● The request: Swap every "bounding box" in the listing below for "enclosing rectangle" and keep all other text the same.

Stored entries:

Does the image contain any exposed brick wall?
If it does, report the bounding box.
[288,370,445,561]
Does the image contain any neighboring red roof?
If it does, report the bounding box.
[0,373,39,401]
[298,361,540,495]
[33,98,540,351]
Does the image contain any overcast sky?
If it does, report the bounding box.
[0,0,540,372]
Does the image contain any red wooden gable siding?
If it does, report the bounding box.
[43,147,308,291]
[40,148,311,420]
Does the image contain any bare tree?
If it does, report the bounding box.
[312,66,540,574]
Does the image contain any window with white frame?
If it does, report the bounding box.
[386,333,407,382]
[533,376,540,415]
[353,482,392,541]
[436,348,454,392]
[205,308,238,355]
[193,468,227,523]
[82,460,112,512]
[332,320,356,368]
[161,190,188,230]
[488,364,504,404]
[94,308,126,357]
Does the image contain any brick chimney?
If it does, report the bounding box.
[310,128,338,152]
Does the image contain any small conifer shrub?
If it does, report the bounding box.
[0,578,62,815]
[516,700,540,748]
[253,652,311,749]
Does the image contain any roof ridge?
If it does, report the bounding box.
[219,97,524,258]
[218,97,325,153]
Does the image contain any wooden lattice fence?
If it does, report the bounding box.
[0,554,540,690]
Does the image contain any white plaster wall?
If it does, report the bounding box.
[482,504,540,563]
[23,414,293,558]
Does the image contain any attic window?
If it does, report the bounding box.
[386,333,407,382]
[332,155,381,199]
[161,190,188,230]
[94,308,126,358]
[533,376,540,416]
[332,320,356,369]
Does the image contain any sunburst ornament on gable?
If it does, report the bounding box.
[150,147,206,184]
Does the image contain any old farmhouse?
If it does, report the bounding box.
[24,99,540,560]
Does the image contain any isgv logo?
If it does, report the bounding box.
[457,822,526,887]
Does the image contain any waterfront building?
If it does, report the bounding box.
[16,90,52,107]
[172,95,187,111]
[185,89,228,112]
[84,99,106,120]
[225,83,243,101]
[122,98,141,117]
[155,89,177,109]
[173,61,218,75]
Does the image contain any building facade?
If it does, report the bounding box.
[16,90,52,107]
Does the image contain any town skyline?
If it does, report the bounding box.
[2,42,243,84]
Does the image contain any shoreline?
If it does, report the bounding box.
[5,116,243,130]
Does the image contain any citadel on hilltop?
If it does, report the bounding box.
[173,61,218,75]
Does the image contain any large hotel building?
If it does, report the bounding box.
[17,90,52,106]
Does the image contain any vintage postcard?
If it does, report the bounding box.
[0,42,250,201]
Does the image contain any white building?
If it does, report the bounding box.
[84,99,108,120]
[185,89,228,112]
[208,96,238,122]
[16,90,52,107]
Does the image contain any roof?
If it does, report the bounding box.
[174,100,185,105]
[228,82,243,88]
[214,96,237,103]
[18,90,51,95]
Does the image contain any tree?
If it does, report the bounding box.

● Full answer:
Does the image contain any exposed brick wall?
If it does, report the enclosing rectangle.
[288,370,445,561]
Does the image contain any neighboring red roof?
If it does, report the enclosing rectangle.
[0,373,39,401]
[298,361,540,495]
[33,98,540,351]
Does the image contain any overcast sky?
If it does, report the enclosing rectangle.
[0,0,540,372]
Does the image contain any red wooden gable siding?
If it does, report the enclosing rectangle.
[43,147,308,291]
[40,148,311,420]
Does the image contain any bare tree?
If it does, report the enclosing rectangle.
[312,66,540,574]
Does the image contain any window with white frame?
If it does, report the enclosing rectangle.
[386,333,407,382]
[533,376,540,415]
[353,482,392,541]
[436,348,454,392]
[205,308,238,355]
[193,468,227,523]
[82,460,112,512]
[332,320,356,368]
[161,190,188,230]
[488,364,504,404]
[94,308,126,357]
Does the image contain any brick chimney?
If it does, report the enclosing rectangle.
[310,128,338,152]
Does the image contain any small conifer shrub?
If it does, report the enclosing rectangle.
[0,578,62,815]
[516,700,540,748]
[253,652,311,749]
Does the image contain any roof ridge?
If it does, report the enclosing rectangle.
[219,97,524,258]
[218,97,325,153]
Does the image contain any wooden lattice fence?
If it does, report the enclosing rectangle.
[0,554,540,690]
Does the image contain any white plaster wall?
If it does, report the enclosing rectangle.
[482,504,540,563]
[23,414,293,558]
Does the image contain any attic window?
If it does, report the enclosing rectangle.
[386,333,407,382]
[332,155,381,199]
[161,190,188,230]
[94,308,126,358]
[533,376,540,416]
[332,320,356,369]
Does the image contain any sunburst ornament on gable?
If it does, report the enclosing rectangle.
[150,147,206,184]
Does the image contain any old farmhouse?
If it does, report the enclosing rectangle.
[24,99,540,560]
Does the image contain any isgv logo?
If it does, report the enclosing rectangle.
[457,822,526,887]
Does the image contain any waterfront building?
If it does, report the enclosing rectangle.
[16,90,52,107]
[172,95,187,111]
[185,89,228,112]
[84,99,106,120]
[225,83,243,101]
[122,98,141,117]
[155,89,177,109]
[173,61,218,75]
Does the image contain any building facade?
If it does, report the enclosing rectangle.
[16,90,52,107]
Does the image contain any town skyline?
If it does, report the enclosing rectangle.
[2,42,243,84]
Does the image contain any shoreline?
If it does, report the enclosing rectangle.
[5,116,243,130]
Does the image contain any citadel on hilltop?
If it does, report the enclosing rectangle.
[173,61,218,75]
Does the image contain any large hotel building?
If it does, report the enclosing rectangle.
[17,90,52,106]
Does the image contain any vintage postcard?
If it does, report the enclosing rectangle.
[0,42,250,201]
Does the image contain any white building?
If it does, report the enclosing rectangle.
[84,99,108,120]
[185,89,228,112]
[208,96,238,122]
[16,90,52,107]
Does the image contain any roof?
If it does, report the enclosing rectangle.
[174,100,185,105]
[228,82,243,88]
[214,96,237,103]
[18,90,51,95]
Does the image contain any tree?
If it does, report the enclosing rectangle.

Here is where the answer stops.